All that is required to port this existing RAJA kernel to run with SYCL is to change the `cuda_exec` policy to a SYCL policy.  Below we use the `sycl_exec_trivial` policy because the `DAXPY` kernel is trivially copyable.

In [None]:
%%writefile ./src/RAJAPerf/src/basic/DAXPY_RAJA_Kernel.hpp

      RAJA::forall< RAJA::sycl_exec_trivial<block_size, true> >(
        RAJA::RangeSegment(ibegin, iend), [=] (Index_type i) {
        DAXPY_BODY;
      });

      

Again we will use our existing SYCL USM implementation to handle the data teardown

In [None]:
%%writefile ./src/RAJAPerf/src/basic/DAXPY_Teardown.hpp
auto e3 = qu.memcpy(m_y, y, iend * sizeof(Real_type));
// Wait for memcpy to finish
e3.wait();
cl::sycl::free(x, qu);
cl::sycl::free(y, qu);


### Now lets rebuild the performance suite

In [1]:
!qsub build_RAJAPerf

UsageError: Cell magic `%%` not found.


### After it finishes building, lets run the performance suite with our `Base_SYCL DAXPY` kernel

In [None]:
!qstat

In [2]:
!qsub -l nodes=1:gpu:ppn=2 run_RAJAPerf

UsageError: Cell magic `%%` not found.


### After the run finishes, lets check the report

In [3]:
!cat output/RAJAPerf-timing.csv

UsageError: Cell magic `%%` not found.

Dataset entries:
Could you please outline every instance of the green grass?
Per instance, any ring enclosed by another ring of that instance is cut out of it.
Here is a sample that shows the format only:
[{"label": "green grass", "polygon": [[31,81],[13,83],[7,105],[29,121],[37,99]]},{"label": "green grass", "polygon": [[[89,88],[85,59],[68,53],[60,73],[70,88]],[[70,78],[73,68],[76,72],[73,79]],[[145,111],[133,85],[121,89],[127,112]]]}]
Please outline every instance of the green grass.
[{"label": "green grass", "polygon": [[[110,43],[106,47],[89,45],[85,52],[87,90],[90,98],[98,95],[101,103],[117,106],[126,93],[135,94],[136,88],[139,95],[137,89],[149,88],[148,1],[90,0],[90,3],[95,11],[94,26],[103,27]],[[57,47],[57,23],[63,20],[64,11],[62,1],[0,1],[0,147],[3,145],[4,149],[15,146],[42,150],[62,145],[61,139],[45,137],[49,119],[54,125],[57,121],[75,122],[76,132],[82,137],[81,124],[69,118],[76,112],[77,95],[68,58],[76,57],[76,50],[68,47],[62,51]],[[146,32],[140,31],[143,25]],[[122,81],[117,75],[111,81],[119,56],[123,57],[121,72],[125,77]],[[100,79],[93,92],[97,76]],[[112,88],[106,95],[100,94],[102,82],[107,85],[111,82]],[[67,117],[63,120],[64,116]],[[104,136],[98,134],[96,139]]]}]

**Task statement**.
In the text on porting the RAJA kernel to SYCL, which SYCL policy replaces `cuda_exec` for the DAXPY kernel, and for what stated reason? None of the rows matter here.

**Response**.
The `sycl_exec_trivial` policy, because the DAXPY kernel is trivially copyable.